- **SHORT PROBLEM**: Starting from the line containing "Could you point out every instance of the church", write out every remaining line exactly, the last one included.

- **PROVIDED DATA**:
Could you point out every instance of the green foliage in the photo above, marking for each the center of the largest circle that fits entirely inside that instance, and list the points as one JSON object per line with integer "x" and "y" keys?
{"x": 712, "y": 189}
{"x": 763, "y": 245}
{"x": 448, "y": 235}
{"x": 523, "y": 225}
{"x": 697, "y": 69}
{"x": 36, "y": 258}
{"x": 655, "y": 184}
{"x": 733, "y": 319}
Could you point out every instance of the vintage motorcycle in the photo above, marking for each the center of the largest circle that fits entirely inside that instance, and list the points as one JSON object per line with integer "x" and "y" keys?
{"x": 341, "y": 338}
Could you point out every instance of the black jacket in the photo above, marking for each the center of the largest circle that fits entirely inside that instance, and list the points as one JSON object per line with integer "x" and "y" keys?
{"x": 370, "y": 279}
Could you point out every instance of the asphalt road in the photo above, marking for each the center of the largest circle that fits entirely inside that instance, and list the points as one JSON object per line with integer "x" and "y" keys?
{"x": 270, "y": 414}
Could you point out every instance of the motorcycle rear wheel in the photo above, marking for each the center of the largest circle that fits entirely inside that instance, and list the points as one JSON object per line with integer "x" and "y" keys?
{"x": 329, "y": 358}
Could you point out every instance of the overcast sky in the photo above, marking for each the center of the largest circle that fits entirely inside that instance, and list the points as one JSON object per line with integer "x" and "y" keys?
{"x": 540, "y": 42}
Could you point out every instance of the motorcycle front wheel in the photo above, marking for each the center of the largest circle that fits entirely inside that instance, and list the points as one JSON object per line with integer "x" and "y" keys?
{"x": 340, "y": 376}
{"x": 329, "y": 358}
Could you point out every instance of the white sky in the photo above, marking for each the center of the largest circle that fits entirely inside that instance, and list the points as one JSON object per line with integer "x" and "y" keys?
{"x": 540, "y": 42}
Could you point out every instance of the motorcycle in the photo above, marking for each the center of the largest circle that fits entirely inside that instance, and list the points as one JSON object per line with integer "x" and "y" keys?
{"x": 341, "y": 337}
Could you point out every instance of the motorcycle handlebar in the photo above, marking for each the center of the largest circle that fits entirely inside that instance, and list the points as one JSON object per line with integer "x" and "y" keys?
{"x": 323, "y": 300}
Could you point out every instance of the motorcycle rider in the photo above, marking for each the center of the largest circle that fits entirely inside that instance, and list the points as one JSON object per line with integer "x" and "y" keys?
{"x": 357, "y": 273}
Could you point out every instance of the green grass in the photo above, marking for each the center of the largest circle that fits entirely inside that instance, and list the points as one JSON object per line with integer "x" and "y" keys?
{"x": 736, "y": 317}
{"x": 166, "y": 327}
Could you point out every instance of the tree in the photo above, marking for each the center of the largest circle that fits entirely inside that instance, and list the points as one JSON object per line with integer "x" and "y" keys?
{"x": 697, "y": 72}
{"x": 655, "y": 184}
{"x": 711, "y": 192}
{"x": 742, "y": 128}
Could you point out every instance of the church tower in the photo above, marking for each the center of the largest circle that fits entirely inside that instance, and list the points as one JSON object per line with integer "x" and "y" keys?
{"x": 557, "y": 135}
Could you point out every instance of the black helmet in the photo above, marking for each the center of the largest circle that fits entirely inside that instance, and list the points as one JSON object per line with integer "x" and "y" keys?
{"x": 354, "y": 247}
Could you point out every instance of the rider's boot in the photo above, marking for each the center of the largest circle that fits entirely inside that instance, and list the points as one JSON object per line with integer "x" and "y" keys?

- **FINAL RESULT**:
Could you point out every instance of the church tower in the photo above, marking for each the center of the largest circle that fits entirely inside that instance, and list the points as one JSON object per line with integer "x" and "y" keys?
{"x": 557, "y": 135}
Could you point out every instance of the black helmet in the photo above, marking for each the center of the largest circle that fits entirely inside that instance, and list the points as one JSON object per line with integer "x" and "y" keys?
{"x": 354, "y": 247}
Could you point out every instance of the rider's boot in the photo above, marking for each the center of the largest circle that fits entirely inside that instance, and list the points as one JSON object per line with integer "x" and "y" keys?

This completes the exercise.